- _Directions_: Given the records below, would you repeat exactly the lines that begin at the one containing "Query: water splash" and end at the one containing "Identify the lips", inclusive?

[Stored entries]

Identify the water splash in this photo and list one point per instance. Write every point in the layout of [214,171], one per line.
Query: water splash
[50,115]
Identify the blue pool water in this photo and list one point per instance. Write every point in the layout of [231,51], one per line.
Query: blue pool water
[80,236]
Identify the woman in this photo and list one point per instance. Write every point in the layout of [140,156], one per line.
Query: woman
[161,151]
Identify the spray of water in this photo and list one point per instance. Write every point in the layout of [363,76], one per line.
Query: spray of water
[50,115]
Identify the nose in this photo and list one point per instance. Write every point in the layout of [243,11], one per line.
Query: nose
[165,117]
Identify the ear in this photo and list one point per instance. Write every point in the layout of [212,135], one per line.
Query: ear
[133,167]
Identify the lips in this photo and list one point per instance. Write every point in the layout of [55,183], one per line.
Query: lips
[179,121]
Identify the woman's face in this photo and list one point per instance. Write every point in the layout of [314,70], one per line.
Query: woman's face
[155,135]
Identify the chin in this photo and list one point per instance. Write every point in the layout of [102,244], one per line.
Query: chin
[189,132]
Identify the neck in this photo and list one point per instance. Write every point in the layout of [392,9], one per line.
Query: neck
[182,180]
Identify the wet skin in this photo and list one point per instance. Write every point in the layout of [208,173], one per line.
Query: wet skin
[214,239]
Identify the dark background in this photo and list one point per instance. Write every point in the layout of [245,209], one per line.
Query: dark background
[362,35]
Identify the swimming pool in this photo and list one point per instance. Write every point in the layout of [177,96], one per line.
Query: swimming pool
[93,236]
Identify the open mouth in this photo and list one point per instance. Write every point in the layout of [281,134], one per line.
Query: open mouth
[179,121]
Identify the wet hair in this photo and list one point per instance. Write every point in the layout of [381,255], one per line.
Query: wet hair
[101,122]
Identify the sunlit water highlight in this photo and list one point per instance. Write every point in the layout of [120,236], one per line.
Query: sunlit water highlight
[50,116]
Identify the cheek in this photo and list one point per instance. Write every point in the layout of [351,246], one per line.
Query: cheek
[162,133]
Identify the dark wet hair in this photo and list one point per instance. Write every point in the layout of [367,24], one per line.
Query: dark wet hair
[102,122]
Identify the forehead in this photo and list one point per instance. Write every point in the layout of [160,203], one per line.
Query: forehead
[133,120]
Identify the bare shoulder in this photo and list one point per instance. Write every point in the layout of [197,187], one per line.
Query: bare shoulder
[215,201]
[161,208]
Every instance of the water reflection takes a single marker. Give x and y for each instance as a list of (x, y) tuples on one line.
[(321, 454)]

* * *

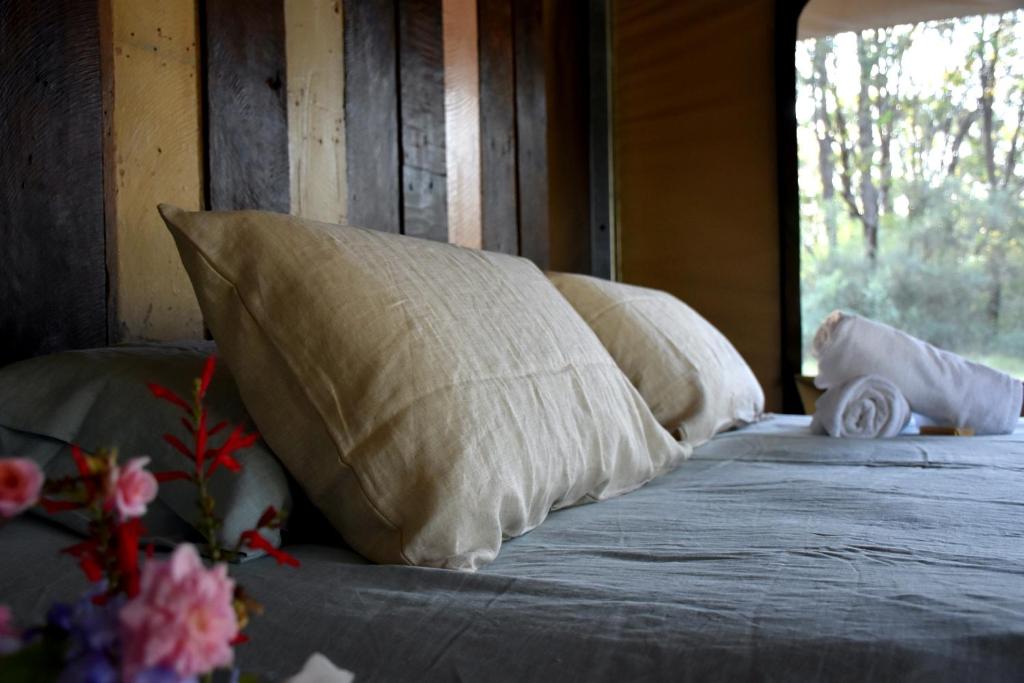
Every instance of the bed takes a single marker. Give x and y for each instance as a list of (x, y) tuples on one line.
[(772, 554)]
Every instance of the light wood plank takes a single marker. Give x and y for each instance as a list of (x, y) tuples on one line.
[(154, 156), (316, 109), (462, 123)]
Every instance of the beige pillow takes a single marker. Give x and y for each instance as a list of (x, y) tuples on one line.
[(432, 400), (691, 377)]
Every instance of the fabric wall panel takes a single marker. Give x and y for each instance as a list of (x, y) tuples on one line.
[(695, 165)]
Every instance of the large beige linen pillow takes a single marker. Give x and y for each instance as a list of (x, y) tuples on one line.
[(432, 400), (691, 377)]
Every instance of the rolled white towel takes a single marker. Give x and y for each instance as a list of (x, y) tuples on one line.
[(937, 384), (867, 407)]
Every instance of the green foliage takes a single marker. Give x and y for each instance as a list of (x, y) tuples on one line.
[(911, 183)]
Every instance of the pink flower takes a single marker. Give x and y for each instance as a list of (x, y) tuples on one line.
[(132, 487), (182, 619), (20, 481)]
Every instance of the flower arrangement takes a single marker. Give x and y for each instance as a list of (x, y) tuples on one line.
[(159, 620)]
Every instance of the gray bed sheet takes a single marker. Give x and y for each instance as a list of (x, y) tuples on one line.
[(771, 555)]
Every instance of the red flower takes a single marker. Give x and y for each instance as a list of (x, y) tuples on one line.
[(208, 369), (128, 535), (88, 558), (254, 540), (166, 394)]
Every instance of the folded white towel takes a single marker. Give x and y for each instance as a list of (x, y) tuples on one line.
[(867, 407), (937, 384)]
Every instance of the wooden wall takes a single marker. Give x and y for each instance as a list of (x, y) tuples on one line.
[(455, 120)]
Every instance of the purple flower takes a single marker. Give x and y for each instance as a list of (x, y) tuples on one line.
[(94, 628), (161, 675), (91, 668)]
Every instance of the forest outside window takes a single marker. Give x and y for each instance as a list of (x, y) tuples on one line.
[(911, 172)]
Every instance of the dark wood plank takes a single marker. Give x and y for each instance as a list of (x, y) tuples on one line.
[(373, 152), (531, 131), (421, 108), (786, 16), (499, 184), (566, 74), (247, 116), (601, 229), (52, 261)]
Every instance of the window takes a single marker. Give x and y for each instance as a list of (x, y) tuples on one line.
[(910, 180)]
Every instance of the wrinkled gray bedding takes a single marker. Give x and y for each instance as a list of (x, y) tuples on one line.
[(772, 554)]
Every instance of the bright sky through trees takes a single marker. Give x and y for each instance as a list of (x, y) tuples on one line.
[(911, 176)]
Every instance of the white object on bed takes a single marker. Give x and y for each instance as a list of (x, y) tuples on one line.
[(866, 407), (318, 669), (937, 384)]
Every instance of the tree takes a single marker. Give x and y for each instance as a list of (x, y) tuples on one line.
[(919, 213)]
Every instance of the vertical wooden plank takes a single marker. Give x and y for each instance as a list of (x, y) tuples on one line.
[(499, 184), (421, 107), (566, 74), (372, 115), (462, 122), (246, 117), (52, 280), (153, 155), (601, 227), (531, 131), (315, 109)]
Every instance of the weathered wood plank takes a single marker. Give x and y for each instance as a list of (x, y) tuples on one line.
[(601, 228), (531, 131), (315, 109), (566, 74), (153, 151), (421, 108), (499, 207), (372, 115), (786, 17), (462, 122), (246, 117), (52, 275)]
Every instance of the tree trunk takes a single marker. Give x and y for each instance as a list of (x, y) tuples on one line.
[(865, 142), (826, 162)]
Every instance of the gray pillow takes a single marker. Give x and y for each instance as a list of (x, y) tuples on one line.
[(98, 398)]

--

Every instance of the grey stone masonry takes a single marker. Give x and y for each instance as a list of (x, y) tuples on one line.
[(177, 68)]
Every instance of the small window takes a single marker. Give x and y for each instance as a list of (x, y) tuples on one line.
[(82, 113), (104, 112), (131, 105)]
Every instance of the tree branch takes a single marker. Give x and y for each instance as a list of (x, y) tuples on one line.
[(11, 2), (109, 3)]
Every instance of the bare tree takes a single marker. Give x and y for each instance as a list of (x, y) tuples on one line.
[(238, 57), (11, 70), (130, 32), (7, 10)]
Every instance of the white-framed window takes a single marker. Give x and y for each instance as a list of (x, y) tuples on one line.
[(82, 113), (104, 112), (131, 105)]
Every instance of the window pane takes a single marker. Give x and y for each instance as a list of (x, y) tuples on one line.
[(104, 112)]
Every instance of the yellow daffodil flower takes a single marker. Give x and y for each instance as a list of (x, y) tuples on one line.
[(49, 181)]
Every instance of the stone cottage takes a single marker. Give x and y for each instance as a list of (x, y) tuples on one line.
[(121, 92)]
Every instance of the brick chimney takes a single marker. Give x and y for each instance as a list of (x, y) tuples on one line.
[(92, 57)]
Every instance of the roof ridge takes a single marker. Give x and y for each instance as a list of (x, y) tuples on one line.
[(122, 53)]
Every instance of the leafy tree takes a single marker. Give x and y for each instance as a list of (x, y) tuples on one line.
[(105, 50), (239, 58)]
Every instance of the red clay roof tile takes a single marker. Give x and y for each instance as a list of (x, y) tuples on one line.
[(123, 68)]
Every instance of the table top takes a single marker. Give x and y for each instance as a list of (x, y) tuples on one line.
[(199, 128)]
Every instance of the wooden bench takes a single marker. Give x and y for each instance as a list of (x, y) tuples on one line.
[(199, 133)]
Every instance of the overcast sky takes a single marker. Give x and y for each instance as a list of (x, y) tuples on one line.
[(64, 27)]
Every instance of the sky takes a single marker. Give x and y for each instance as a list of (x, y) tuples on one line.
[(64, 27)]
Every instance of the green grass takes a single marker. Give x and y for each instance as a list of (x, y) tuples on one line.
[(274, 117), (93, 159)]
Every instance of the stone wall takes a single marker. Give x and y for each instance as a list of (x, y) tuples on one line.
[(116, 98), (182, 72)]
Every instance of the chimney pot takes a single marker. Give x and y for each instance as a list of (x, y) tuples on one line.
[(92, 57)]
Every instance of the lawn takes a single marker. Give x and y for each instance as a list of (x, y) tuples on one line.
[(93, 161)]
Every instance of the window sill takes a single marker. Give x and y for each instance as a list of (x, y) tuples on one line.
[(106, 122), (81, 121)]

- _Exercise result_:
Query: water splash
[50,115]
Identify the blue pool water in this photo and list one point per instance. Write every point in the layout of [231,51], one per line.
Query: blue pool water
[80,236]
Identify the woman in this photo and list one point per instance. Write every point in the layout of [140,156], one per line.
Query: woman
[161,151]
Identify the spray of water in this photo and list one point per instance. Write every point in the layout of [363,76], one per line.
Query: spray of water
[50,115]
Identify the nose in this photo and list one point per instance. Write every point in the layout of [243,11], one per line.
Query: nose
[165,117]
Identify the ear in this photo and list one point per instance. Write every point in the layout of [212,135], one per line.
Query: ear
[133,167]
Identify the lips in this photo and list one point per instance. Write every point in the layout of [55,183], one per line.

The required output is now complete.